Exactly the lines from the one with "Where can you spot the dog's head?" to the end of the entries should appear in your answer, retyped word for word.

───── DATA FOR PROCESSING

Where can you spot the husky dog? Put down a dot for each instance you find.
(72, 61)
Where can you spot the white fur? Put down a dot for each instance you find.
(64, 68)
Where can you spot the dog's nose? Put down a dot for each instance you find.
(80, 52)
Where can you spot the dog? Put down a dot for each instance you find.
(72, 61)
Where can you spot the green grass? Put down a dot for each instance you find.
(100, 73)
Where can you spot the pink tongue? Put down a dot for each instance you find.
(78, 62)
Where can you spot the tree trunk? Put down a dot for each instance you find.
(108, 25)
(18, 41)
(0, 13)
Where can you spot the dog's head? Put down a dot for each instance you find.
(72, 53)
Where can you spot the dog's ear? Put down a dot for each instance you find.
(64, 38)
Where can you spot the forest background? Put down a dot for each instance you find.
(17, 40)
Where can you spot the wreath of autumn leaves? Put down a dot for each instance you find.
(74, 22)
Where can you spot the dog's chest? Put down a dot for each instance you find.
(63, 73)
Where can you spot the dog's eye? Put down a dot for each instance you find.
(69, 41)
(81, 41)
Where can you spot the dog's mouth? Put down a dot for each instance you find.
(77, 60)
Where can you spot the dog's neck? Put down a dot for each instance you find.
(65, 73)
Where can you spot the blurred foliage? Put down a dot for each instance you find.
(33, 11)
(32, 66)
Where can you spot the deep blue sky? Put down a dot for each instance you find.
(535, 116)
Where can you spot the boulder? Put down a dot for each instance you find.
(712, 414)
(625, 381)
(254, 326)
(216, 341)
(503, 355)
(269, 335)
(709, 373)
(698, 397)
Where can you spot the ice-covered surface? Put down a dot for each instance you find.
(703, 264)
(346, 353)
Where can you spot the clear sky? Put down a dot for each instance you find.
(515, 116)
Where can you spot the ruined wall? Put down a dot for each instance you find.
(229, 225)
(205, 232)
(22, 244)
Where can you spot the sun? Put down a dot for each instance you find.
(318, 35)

──────────

◆ EXERCISE SOLUTION:
Where can you spot the dog's head? Put down a dot for each instance you find.
(72, 53)
Where can you spot the dog's ear? Put down a dot for each instance you find.
(64, 38)
Where can you spot the forest background? Put down a dot for each instance you find.
(17, 40)
Where can you spot the wreath of autumn leaves? Put down a dot for each instance you find.
(74, 22)
Where can you spot the dog's chest? Put down a dot for each instance you find.
(63, 73)
Where can you spot the dog's eye? Put down a dot for each instance you find.
(69, 41)
(81, 41)
Where can you spot the dog's mouth? Put down a dot for each instance you find.
(77, 60)
Where can you spot the dog's neck? Put down a dot for each instance you find.
(65, 73)
Where can you spot the blurred foliage? Put down a dot for each instance you find.
(33, 11)
(32, 66)
Where can you spot the deep blue sky? Put down a dot for each instance you find.
(535, 116)
Where can you spot the boulder? Put down a dot for each instance you find.
(712, 414)
(625, 381)
(254, 326)
(216, 341)
(503, 355)
(269, 335)
(709, 373)
(698, 397)
Where can you spot the ice-covered surface? Put down a dot for each instance you find.
(703, 264)
(346, 353)
Where can you spot the clear sky? Put down a dot for each instance you find.
(515, 116)
Where can you spot the ruined wall? Put down a dot for each instance you find.
(229, 225)
(205, 232)
(22, 244)
Where can you spot the sun? Put down a dot for each instance you find.
(318, 35)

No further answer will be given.